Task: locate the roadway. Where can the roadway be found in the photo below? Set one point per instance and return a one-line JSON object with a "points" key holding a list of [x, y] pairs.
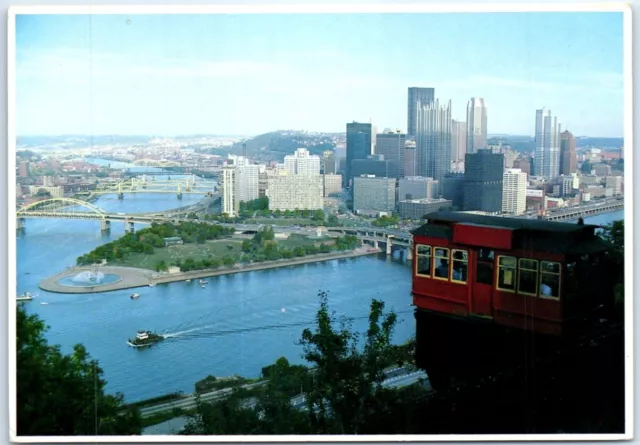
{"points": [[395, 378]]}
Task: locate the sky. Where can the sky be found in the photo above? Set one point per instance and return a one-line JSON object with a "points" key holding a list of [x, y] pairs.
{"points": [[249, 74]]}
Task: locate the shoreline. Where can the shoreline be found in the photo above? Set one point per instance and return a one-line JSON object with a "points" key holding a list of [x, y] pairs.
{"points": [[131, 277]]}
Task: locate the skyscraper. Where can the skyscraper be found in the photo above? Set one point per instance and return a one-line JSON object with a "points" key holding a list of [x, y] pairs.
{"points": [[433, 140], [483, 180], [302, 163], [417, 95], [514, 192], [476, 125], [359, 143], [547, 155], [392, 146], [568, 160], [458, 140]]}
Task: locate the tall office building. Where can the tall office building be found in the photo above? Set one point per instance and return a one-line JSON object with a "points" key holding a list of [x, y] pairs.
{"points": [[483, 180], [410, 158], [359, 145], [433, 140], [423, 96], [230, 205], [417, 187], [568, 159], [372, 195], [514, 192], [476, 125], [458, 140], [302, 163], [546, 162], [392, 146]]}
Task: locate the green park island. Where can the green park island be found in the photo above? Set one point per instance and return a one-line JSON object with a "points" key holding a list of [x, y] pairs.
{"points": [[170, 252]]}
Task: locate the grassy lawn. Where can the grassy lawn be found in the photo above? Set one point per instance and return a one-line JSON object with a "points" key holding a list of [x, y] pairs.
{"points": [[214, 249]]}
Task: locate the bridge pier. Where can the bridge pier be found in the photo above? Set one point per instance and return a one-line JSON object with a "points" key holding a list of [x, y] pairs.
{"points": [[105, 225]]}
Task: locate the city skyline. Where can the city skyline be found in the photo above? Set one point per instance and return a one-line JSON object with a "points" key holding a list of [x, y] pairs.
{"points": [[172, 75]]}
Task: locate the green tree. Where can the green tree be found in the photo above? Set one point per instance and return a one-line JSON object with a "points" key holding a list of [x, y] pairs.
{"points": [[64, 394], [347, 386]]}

■ WHAT YOU WILL DO
A word-for-word copy of the entries above is needed, with every picture dropped.

■ EXERCISE RESPONSE
Task: locate the roadway. Where can the roadway be found in the photo below? Set one point per instance and return a one-line JSON object with a "points" key holding a list of [x, y] pairs.
{"points": [[395, 378]]}
Task: locate the sky. Where can the sky be found in the photo above? Set one point per instance and return a one-line JSON object with a "points" key holding a list of [x, y] pairs.
{"points": [[249, 74]]}
Task: locate the shoreline. Where can the shoreline be found in the photo above? Set one point per instance and return a one-line JSON object with a "points" key holding a list of [x, y] pairs.
{"points": [[131, 277]]}
Task: locate the skyscraper. Where can the skyscraper be found in the photo above? Set one point per instance and return a one-line JSON object with a "points" key holding a list of [x, y] pairs.
{"points": [[433, 140], [483, 180], [302, 163], [417, 95], [514, 192], [476, 125], [359, 143], [547, 155], [392, 146], [568, 160], [458, 140]]}
Task: locate the tall office building. Where can the tall office building be found in the photo above? Set one point per instance and return a one-line JSON object with a "points" key holding a list of [x, y] pairs.
{"points": [[483, 180], [410, 158], [359, 145], [433, 140], [423, 96], [230, 205], [417, 187], [568, 159], [372, 195], [514, 192], [476, 125], [458, 140], [302, 163], [546, 162], [392, 146]]}
Task: locate the green park island. Where can the green park island be found in the photo above? Set one point per instance and return a one-line JSON object with a "points" key holding a list of [x, y] pairs.
{"points": [[170, 252]]}
Task: locate the grassy lawn. Where can the grassy lawn be found in the photo above? Set one point per instance and return a one-line JSON object with a "points" key holding a list of [x, y] pairs.
{"points": [[214, 249]]}
Task: locate the bridge pier. Where can the bridge pier be found in the photo above? Set one point per instance and return a one-line JSON object with a "points" key holding a list of [x, y] pairs.
{"points": [[105, 225]]}
Task: locate the city skyline. Where can the city skyline be found in the photo above? Set one point per instance and return a one-line JSON object with a "points" key holding a list of [x, y] pairs.
{"points": [[172, 75]]}
Task: locate the green tree. Where can the green tree be found in the photo above? Set one point per instance and return a one-line JSON object with a "points" key holding a list of [x, y] pairs.
{"points": [[64, 394], [347, 386]]}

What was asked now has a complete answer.